◆ EXERCISE DETAILS ◆
Copy every line of the data that contains the string "below".

○ ○ ○ ○ ○

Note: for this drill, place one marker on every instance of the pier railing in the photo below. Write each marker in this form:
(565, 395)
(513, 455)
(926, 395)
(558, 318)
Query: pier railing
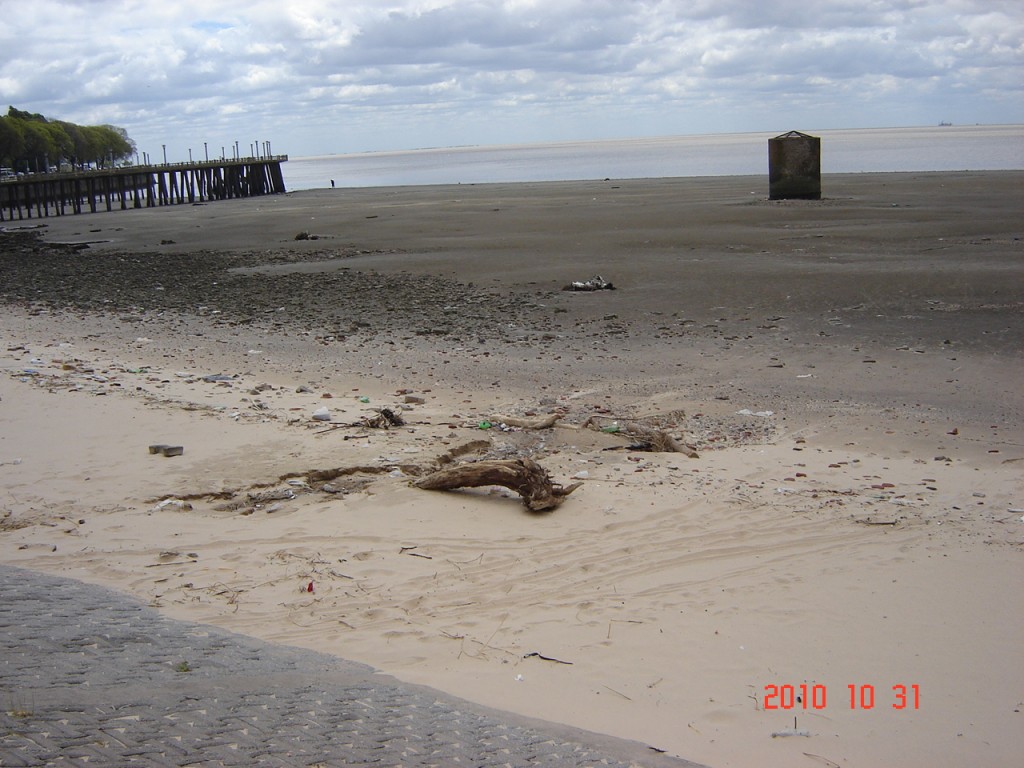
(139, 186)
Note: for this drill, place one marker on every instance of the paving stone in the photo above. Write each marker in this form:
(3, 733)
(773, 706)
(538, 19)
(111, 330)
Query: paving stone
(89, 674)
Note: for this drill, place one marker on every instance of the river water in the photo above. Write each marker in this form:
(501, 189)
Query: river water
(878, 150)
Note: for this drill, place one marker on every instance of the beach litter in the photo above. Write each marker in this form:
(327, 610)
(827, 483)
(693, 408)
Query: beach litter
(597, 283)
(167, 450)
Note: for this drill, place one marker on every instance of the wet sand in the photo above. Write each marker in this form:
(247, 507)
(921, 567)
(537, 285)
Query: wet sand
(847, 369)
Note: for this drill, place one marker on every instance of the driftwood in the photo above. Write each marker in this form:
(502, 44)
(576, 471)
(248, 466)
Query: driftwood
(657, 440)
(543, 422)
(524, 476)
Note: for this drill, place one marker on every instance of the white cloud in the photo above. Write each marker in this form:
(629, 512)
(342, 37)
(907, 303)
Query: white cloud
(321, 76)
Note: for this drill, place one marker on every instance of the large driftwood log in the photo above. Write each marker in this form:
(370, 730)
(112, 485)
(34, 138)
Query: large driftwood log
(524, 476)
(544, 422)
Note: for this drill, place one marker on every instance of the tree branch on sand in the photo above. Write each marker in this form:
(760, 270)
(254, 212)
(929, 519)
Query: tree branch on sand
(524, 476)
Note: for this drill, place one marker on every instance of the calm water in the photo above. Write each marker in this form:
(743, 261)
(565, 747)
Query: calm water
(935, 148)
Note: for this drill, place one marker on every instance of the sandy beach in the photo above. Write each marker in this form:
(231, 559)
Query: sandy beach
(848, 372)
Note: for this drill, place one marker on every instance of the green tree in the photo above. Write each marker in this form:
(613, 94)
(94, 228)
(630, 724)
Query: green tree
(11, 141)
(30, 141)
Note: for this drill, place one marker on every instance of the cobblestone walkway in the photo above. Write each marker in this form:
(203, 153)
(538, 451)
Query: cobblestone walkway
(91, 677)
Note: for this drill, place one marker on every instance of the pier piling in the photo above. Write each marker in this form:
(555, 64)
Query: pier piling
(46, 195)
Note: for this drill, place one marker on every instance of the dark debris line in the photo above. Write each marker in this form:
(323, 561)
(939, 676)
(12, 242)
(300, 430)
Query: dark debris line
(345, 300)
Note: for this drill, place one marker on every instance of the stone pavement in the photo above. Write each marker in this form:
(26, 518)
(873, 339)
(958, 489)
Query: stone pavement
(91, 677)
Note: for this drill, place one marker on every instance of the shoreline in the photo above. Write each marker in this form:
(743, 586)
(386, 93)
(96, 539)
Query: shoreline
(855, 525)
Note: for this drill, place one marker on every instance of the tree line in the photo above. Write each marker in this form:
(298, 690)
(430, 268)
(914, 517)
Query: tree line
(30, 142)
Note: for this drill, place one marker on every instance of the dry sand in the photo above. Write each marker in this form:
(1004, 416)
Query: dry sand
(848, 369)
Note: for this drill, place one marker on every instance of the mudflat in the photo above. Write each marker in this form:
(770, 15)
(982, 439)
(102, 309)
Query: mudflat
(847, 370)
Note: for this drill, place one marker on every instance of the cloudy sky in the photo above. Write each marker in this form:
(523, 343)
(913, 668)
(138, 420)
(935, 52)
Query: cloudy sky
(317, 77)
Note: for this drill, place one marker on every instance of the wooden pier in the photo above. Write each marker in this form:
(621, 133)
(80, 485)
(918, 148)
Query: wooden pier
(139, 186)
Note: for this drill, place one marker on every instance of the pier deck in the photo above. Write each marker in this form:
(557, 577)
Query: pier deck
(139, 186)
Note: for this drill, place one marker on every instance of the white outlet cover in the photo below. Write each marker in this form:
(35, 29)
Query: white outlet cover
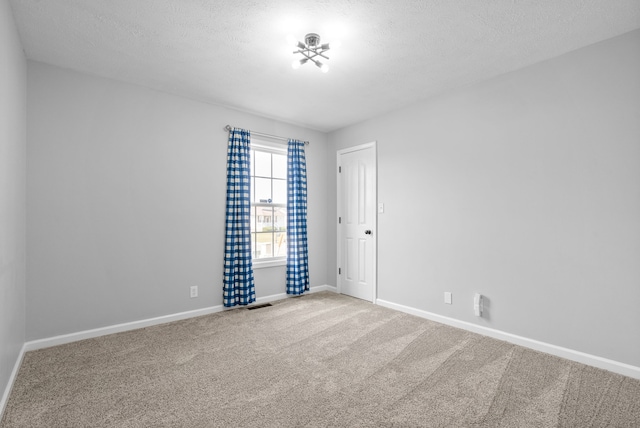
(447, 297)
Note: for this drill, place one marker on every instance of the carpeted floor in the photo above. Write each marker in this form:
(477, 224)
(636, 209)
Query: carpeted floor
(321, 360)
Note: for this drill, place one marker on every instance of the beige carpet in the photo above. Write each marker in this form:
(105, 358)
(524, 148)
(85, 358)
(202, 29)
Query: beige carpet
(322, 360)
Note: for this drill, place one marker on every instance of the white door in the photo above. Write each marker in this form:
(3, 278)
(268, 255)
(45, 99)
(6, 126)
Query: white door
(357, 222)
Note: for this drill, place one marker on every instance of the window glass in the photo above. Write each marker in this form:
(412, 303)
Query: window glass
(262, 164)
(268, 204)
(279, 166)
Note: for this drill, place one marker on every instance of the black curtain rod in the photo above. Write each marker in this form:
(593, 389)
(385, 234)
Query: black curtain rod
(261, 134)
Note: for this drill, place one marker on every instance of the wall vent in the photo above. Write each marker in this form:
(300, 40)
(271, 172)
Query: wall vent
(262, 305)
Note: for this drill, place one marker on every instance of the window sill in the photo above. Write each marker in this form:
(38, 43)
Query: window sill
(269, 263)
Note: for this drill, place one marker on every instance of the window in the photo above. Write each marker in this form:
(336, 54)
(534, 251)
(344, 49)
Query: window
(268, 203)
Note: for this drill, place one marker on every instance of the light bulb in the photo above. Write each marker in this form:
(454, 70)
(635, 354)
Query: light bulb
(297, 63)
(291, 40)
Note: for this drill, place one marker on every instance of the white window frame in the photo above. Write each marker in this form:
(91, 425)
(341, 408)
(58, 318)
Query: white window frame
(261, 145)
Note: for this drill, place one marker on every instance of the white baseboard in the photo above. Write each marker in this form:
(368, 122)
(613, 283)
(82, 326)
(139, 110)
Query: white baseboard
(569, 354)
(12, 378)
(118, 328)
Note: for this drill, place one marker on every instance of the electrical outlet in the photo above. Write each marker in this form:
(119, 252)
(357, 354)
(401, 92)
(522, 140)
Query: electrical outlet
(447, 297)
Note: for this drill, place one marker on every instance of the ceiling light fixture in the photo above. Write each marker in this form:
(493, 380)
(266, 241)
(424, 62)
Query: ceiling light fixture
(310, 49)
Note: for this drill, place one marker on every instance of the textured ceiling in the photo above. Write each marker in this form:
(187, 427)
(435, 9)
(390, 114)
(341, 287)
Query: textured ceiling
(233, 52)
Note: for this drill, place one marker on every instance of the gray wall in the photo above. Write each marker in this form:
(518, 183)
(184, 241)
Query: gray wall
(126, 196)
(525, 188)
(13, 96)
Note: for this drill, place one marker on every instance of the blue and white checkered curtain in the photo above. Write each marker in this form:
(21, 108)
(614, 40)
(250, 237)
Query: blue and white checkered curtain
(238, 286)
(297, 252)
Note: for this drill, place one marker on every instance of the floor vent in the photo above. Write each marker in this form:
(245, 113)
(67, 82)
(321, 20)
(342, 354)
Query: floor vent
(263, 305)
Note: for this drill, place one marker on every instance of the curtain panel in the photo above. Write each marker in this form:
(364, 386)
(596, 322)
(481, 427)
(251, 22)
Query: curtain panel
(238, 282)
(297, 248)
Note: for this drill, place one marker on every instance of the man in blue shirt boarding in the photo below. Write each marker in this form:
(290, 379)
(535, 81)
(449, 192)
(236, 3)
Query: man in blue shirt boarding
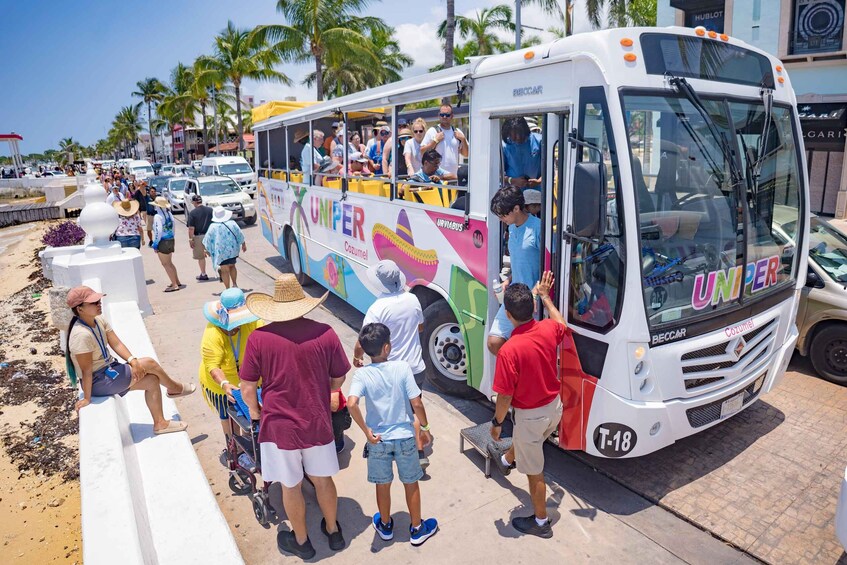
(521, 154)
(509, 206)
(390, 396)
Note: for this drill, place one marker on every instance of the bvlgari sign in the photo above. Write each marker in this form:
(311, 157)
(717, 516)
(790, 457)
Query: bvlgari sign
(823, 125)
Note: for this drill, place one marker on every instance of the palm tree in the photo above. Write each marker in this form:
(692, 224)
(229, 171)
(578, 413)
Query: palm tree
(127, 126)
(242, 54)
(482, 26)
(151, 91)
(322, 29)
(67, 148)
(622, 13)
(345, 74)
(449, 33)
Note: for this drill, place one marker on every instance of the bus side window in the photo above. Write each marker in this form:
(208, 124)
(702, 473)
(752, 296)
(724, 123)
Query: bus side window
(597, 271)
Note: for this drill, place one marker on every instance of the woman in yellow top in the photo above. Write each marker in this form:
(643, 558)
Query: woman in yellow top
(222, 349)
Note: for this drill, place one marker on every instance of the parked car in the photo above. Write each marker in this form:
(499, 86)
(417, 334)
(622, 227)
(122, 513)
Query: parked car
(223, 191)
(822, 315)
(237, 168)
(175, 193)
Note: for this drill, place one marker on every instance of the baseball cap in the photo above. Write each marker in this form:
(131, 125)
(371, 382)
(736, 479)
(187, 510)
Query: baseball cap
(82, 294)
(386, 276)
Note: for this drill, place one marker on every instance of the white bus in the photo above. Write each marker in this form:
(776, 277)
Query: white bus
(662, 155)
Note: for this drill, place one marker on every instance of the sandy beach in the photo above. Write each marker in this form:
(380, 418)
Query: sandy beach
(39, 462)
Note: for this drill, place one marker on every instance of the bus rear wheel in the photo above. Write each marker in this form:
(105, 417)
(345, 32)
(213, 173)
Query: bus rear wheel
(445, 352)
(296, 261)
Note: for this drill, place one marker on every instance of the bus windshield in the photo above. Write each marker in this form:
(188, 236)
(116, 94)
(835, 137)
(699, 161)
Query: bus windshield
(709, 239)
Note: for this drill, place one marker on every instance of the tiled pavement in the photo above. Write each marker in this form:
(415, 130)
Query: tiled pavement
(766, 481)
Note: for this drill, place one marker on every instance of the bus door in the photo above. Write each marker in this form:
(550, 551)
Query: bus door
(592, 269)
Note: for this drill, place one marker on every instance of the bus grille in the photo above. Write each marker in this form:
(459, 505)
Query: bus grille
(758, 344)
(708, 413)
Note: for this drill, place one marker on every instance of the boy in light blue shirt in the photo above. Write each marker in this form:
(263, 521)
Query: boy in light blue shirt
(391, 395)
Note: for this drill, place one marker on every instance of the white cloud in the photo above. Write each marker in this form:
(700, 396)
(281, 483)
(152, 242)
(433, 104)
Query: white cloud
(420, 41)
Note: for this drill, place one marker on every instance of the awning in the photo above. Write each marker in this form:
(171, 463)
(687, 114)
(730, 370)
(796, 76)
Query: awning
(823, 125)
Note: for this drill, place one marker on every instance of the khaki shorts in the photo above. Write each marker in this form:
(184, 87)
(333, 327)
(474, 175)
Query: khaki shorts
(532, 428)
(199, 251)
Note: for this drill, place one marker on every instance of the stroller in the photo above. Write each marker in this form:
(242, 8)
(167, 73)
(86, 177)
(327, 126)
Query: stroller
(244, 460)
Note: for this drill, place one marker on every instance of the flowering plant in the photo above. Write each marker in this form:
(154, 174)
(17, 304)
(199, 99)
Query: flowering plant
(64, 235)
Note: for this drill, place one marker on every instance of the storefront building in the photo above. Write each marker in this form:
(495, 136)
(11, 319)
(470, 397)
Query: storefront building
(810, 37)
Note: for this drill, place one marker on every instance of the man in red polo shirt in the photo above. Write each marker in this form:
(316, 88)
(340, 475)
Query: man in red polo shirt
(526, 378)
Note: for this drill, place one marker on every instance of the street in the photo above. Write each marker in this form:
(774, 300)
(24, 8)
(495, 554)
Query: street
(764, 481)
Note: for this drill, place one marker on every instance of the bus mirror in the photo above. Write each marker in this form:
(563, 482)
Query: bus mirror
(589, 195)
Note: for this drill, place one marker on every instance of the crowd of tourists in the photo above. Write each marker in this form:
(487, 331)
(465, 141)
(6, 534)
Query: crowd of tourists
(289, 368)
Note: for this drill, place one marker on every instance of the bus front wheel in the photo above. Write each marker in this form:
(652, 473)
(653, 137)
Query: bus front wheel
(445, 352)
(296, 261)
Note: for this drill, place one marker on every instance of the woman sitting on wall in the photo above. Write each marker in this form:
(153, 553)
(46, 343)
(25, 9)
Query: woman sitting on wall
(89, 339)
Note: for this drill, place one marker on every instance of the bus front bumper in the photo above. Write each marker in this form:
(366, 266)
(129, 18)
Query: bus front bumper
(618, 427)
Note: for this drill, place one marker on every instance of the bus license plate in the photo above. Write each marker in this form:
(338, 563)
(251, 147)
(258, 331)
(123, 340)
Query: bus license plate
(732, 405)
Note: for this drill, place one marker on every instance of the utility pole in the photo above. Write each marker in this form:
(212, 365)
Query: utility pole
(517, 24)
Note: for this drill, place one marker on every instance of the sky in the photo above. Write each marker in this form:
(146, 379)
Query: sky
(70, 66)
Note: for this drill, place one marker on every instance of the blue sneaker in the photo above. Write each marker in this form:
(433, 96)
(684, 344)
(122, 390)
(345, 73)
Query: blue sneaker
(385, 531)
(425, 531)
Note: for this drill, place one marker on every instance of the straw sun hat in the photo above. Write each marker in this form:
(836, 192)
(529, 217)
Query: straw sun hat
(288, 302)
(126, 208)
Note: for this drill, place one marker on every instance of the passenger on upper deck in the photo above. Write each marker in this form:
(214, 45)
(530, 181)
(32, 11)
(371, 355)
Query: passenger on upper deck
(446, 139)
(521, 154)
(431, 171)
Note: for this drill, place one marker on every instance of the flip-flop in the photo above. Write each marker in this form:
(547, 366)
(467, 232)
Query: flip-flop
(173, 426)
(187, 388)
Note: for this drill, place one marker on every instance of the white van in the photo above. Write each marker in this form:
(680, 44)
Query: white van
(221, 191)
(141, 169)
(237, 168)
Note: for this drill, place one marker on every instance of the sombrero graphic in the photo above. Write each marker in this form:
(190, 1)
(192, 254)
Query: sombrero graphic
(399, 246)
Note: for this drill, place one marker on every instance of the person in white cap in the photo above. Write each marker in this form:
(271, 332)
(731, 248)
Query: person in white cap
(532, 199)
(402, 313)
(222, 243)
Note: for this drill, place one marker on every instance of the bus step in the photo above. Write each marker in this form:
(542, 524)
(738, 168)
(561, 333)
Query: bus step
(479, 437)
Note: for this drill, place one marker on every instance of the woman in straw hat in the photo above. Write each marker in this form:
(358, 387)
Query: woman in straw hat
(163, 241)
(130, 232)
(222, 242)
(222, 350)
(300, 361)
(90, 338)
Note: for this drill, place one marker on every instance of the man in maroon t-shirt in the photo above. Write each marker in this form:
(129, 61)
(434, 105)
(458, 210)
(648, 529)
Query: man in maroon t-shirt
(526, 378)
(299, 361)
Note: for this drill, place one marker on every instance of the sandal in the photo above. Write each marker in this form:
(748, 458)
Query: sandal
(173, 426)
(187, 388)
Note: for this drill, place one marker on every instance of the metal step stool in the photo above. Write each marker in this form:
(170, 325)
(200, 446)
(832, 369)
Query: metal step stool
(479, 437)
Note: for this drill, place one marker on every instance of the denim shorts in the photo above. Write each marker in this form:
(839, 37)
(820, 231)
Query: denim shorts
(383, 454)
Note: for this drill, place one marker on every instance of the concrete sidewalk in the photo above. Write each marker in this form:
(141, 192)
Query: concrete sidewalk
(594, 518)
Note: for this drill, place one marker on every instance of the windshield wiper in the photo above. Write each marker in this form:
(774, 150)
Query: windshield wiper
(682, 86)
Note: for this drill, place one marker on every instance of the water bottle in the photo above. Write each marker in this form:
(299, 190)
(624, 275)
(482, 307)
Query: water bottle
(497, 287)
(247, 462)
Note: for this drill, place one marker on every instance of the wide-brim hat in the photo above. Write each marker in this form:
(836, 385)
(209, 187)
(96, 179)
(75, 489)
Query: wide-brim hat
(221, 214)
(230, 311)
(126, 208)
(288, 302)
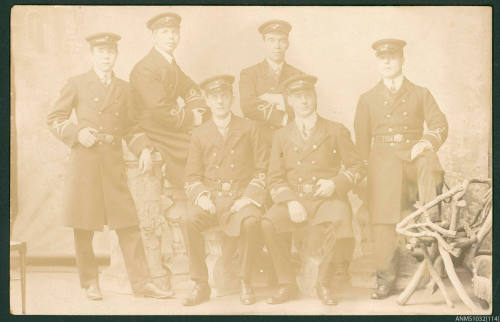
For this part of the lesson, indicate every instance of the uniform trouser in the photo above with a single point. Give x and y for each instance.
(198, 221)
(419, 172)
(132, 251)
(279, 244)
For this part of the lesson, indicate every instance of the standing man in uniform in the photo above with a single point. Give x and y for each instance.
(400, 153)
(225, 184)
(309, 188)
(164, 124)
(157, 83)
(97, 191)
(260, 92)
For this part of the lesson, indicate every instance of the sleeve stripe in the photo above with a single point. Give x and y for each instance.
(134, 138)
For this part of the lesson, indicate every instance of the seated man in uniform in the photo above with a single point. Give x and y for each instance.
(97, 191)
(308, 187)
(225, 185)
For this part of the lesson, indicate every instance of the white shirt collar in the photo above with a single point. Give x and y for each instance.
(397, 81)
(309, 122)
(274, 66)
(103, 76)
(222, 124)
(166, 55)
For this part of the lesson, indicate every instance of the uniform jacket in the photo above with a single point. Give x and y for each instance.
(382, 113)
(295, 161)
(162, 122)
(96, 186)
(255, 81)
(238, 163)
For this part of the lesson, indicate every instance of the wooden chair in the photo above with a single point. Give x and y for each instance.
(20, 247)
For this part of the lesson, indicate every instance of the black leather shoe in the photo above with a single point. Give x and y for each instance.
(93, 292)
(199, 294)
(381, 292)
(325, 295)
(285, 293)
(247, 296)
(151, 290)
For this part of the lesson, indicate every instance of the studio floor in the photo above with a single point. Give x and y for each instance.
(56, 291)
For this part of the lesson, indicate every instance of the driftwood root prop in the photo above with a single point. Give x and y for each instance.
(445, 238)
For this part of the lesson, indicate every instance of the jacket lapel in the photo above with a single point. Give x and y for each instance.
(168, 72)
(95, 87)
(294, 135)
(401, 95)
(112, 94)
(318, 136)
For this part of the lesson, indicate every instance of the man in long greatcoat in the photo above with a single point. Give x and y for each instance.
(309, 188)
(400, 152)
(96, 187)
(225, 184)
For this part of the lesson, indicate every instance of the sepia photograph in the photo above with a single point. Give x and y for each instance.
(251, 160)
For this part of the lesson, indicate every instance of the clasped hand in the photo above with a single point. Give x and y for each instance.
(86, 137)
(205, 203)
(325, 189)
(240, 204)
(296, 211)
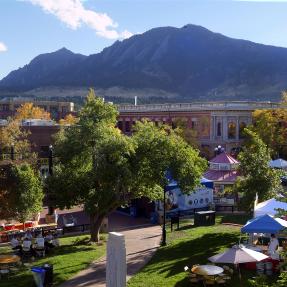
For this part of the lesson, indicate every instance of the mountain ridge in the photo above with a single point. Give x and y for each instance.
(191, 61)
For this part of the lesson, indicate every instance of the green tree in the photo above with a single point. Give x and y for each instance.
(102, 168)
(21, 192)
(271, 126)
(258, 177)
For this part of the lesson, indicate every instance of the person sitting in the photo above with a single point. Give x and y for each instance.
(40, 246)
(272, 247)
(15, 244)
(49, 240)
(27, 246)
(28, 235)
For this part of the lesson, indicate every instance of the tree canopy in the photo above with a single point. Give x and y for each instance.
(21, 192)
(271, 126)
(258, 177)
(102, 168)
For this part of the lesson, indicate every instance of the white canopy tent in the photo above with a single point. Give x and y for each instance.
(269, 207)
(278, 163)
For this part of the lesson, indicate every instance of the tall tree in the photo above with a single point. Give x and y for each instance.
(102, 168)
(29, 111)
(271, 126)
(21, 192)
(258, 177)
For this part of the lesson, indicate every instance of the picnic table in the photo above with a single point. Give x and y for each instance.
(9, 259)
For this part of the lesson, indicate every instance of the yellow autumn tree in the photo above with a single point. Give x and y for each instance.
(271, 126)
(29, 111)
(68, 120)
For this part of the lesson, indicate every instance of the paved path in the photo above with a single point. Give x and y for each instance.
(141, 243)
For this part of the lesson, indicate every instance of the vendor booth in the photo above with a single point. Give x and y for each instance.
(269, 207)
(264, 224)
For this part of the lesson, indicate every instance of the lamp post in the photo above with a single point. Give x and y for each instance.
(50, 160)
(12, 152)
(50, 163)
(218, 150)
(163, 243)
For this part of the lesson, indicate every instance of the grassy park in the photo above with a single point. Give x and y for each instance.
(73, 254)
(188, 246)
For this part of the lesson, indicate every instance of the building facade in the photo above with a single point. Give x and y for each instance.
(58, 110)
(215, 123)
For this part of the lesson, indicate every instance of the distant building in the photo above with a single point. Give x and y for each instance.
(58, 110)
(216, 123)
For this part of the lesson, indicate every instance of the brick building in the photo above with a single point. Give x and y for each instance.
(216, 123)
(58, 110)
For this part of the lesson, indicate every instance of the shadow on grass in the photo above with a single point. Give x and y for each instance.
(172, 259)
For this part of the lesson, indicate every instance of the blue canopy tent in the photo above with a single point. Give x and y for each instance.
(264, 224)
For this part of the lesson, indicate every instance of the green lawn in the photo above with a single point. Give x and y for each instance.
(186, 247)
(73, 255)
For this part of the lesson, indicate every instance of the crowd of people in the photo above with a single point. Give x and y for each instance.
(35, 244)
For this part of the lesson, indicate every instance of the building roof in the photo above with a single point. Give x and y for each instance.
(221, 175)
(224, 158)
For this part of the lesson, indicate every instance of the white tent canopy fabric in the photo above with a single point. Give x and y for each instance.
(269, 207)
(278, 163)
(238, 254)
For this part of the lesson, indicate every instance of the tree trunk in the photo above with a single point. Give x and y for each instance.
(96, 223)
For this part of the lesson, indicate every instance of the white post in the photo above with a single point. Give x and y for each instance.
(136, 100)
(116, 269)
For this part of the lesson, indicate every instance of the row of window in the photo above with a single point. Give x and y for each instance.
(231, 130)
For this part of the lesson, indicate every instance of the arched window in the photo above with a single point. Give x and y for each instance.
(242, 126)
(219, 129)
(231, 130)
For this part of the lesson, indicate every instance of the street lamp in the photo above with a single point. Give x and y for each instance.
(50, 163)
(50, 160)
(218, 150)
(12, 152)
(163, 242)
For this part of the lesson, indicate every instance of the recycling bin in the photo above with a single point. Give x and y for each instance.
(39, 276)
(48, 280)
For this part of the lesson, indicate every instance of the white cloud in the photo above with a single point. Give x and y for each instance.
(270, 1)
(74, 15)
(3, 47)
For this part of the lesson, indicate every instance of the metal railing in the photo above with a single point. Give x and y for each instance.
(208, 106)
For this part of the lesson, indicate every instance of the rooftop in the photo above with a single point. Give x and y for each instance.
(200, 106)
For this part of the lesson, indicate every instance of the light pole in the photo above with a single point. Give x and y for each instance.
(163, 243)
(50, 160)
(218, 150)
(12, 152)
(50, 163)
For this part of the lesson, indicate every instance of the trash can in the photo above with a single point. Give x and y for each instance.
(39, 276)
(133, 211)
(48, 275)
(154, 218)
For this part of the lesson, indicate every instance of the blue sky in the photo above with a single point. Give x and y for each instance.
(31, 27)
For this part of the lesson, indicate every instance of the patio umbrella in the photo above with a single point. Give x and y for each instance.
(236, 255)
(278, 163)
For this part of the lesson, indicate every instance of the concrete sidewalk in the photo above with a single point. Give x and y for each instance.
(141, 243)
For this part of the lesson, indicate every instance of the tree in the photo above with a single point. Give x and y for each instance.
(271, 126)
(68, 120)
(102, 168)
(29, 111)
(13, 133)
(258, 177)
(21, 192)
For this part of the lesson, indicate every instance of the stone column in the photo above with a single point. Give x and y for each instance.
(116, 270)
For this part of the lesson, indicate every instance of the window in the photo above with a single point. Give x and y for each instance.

○ ○ ○ ○ ○

◆ TASK RESPONSE ◆
Note: for this drill, place one marker on every instance of the pier railing in the photo below. Write each marker in this form:
Note: for this drill, place one marker on every instance of the white outlet cover in the photo below. Write each marker in this form:
Note: for this drill, place one marker on every instance of the man in blue shirt boarding in the photo below. Write each marker in this form:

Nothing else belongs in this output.